What the task requires:
Reproduce exactly the lines from the one containing "Check that every instance of the flamingo wing" through the end of the listing, minus the pictures.

- - - -

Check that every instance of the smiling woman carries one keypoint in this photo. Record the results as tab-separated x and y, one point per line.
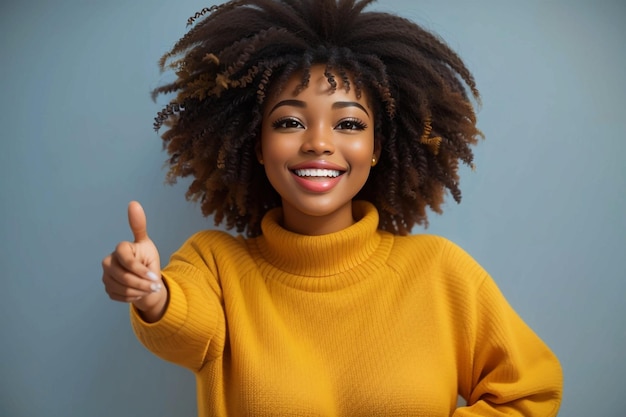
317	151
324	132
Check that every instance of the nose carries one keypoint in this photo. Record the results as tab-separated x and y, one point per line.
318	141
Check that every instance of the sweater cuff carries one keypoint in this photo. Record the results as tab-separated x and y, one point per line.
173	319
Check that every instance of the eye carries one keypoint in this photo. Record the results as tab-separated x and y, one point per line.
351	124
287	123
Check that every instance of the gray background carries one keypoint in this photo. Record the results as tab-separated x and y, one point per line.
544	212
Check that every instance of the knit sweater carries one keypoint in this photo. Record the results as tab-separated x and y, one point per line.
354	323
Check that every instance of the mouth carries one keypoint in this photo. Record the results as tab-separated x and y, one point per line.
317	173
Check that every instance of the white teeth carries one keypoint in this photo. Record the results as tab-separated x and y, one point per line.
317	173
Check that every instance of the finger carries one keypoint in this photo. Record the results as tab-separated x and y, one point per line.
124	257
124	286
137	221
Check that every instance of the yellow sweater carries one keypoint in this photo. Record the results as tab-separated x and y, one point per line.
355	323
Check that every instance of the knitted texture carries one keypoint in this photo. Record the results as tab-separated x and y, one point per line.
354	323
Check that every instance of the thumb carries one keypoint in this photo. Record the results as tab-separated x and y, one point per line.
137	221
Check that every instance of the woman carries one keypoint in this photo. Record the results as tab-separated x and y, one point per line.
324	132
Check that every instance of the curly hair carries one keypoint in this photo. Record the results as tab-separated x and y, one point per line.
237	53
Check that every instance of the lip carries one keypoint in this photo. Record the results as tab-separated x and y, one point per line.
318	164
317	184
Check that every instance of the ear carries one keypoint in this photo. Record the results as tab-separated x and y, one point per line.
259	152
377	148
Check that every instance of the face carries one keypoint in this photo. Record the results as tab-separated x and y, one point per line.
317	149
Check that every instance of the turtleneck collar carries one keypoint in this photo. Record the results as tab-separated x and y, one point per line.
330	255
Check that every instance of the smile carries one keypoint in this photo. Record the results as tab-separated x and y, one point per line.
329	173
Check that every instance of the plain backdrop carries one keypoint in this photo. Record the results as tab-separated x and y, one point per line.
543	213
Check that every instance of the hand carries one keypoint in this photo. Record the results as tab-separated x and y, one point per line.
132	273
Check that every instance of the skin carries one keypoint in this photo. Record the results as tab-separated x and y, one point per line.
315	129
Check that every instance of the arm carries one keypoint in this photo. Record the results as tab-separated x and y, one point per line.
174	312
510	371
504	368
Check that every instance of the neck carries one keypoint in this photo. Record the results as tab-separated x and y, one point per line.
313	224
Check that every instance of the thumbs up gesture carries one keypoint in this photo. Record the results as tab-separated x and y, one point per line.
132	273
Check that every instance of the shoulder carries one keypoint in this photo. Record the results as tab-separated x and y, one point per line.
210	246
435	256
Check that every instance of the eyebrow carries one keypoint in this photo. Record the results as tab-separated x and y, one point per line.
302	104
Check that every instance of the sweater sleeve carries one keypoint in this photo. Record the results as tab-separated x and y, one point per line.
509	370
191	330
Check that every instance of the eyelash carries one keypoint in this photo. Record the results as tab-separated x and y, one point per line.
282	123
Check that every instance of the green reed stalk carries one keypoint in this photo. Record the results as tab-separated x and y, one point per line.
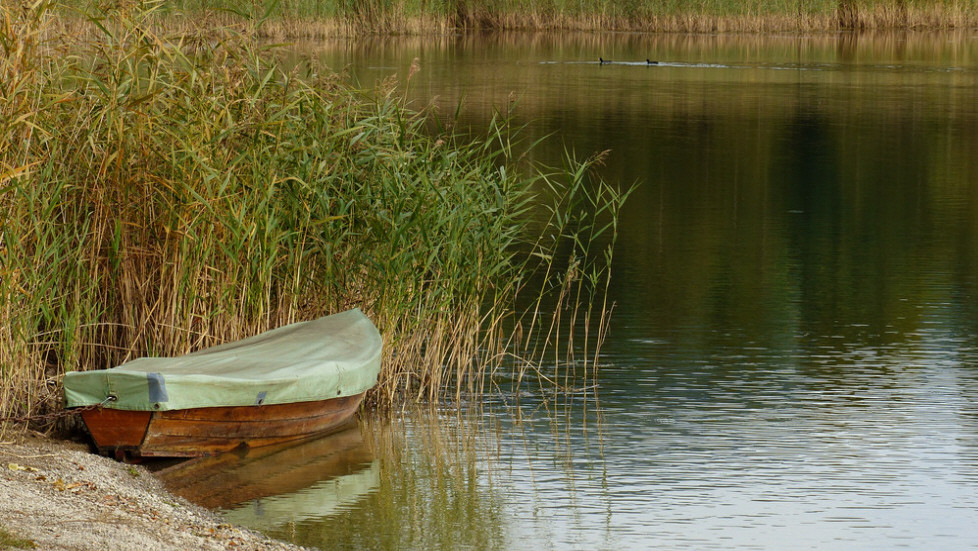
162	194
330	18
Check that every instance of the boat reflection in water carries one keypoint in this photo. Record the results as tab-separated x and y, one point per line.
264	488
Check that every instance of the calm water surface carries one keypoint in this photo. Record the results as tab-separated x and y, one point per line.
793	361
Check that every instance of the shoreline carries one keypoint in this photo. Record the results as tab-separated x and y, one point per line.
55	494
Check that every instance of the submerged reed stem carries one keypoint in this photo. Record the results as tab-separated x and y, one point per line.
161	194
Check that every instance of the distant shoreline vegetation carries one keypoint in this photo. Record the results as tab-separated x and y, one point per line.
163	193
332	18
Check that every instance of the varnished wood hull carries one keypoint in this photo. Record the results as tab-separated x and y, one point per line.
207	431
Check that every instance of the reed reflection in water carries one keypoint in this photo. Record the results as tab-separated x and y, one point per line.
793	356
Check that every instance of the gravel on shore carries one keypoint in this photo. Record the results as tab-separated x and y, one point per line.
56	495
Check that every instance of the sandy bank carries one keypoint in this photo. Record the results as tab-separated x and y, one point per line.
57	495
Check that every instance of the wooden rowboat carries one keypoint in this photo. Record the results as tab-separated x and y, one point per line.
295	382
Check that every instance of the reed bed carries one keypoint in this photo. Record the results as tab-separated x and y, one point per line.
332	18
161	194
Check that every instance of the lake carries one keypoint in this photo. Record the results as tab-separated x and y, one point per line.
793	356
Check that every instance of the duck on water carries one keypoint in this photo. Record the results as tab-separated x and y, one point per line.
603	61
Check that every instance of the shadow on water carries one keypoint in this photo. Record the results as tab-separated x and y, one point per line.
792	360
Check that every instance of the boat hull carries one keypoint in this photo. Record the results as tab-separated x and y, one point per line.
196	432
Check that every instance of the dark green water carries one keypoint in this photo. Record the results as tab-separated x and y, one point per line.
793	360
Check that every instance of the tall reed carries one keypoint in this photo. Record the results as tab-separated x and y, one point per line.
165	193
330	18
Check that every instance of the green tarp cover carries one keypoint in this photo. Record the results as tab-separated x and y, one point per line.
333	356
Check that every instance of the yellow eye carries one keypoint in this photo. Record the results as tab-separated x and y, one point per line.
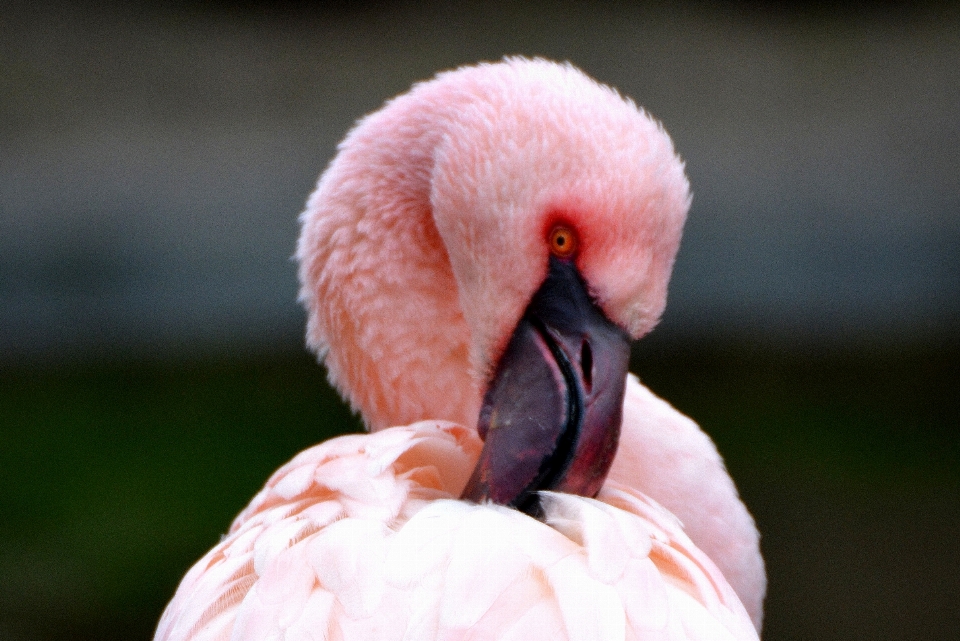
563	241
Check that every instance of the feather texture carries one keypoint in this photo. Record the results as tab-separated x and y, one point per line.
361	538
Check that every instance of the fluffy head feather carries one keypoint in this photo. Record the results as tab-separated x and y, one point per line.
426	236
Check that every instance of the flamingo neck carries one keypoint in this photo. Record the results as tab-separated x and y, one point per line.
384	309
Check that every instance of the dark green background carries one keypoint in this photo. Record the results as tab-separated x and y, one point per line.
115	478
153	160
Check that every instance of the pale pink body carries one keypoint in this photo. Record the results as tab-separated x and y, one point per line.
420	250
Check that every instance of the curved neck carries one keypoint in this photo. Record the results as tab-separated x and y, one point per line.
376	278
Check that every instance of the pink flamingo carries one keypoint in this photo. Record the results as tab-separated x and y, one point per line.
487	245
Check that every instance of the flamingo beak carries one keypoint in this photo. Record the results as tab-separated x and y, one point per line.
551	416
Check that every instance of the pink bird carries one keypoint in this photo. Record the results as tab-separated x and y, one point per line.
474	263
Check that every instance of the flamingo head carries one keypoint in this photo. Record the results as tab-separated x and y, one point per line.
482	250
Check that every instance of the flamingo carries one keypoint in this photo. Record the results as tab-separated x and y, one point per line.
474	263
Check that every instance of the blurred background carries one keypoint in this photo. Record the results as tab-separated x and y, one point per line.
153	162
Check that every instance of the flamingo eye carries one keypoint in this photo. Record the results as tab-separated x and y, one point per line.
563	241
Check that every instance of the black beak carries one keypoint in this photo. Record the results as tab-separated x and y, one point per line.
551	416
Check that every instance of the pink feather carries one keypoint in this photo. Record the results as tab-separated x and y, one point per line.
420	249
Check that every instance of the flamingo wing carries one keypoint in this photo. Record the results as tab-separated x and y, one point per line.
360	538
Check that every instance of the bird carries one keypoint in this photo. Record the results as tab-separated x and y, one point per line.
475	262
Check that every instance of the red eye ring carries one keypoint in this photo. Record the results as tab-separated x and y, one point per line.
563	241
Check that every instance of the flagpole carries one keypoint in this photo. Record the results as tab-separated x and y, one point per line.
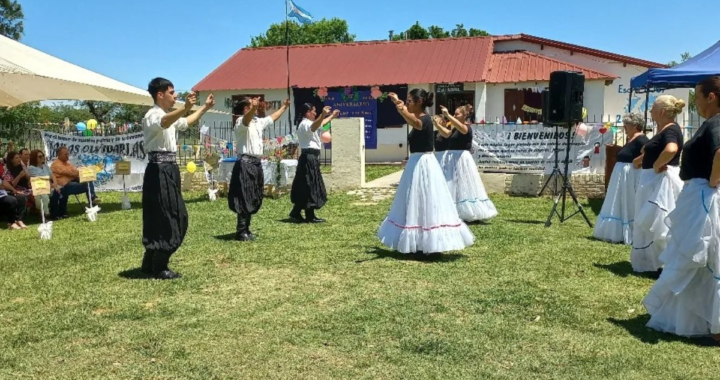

- - - -

Exercise answer:
Check that every instance of the flamingo wing carries one keypoint in this photo. Record the results as tab-separated x and y, one point per line.
360	538
Check that every instance of the bird carries one keypoint in this photo. Record the results as tab-separated x and y, one point per line.
475	262
Check that every instance of the red eye ring carries one keypoint in this photo. Record the results as tab-separated x and y, one point per line.
563	241
Check that every instance of the flagpole carries one keypoint in this photo. Record the results as tab-separated x and y, one point per line.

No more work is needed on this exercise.